--- Available data Enclosed Below ---
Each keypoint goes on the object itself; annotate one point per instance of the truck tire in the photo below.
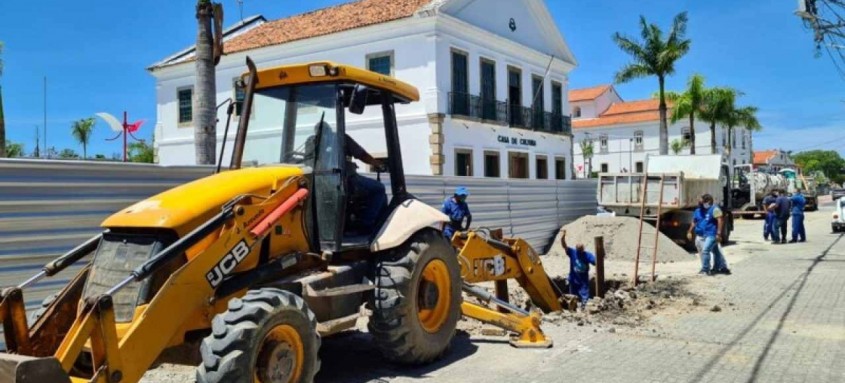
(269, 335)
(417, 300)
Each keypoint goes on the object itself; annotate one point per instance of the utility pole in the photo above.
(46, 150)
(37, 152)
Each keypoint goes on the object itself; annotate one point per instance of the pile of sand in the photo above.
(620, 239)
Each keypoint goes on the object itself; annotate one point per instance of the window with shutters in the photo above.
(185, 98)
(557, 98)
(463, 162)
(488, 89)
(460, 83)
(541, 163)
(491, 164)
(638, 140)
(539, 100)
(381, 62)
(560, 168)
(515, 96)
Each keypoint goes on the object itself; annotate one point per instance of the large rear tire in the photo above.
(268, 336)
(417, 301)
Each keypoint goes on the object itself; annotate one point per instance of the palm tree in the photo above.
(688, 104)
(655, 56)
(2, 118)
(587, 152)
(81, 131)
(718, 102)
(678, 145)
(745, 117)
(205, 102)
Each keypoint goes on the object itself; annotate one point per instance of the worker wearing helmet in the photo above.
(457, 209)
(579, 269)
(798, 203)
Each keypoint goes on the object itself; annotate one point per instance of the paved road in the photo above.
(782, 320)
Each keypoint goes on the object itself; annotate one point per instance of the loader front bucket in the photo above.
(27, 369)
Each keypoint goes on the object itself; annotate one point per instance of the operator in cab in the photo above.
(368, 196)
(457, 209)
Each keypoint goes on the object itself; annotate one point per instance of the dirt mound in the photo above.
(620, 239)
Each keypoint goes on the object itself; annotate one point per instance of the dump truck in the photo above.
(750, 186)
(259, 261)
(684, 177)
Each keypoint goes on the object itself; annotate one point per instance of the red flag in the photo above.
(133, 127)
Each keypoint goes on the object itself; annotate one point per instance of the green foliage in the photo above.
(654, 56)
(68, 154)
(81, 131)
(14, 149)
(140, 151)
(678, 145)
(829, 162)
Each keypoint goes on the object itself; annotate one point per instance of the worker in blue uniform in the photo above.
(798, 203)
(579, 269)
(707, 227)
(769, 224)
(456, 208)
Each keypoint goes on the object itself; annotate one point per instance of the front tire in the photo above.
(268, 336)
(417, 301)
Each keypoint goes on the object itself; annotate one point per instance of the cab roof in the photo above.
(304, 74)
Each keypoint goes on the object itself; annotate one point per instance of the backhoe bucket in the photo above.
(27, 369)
--- End of Enclosed Available data ---
=== Assigned task ===
Only these lines should appear in the reply: the one containing "helmet in the photo above.", the last line of the data, and all lines between them, each copied exactly.

=== Output of the task ===
Each keypoint goes on the object itself; annotate one point per instance of the worker wearing helmet in the photo above.
(457, 209)
(579, 269)
(798, 203)
Each keypoint goes on the object itself; annotate one point per instance of the paved road in the photo above.
(782, 320)
Each keypoint goes on the object itself; annotate one point per instance of the loader front bucket in the photo above.
(27, 369)
Each keypoint goes on the object itself; annotate one point per instance of the operator in cab in the photo above.
(368, 196)
(457, 209)
Each keypoint goes on the object itself; annotate one point per instance of the dirt mound in the photo above.
(620, 239)
Each keypoint goes on the object itself; annotate one point per instance of the dump truck in the photo above.
(750, 186)
(259, 261)
(684, 177)
Each keypoint goes on the object itself; annotate one point per instance of the red flag in the photo above.
(133, 127)
Each keypoint goes on the object itself; annotate one point per instance of the green foliage in the photo above.
(654, 56)
(68, 154)
(81, 131)
(14, 149)
(140, 151)
(678, 145)
(829, 162)
Each keypoint goes on the object itself; annotate one point per instance of the worker in blue uniform in the photo above.
(798, 203)
(579, 269)
(707, 227)
(769, 224)
(456, 208)
Each keypoint goes on the object itself; annotate one point per instance of the front tire in the photo above.
(268, 336)
(417, 301)
Each keypoint goes on the object itself; annotate one point per instance of the cab roof in the photo above.
(304, 74)
Each keypoint goes on the object itself; annotate one point per instance of the backhoe bucket in the photo above.
(27, 369)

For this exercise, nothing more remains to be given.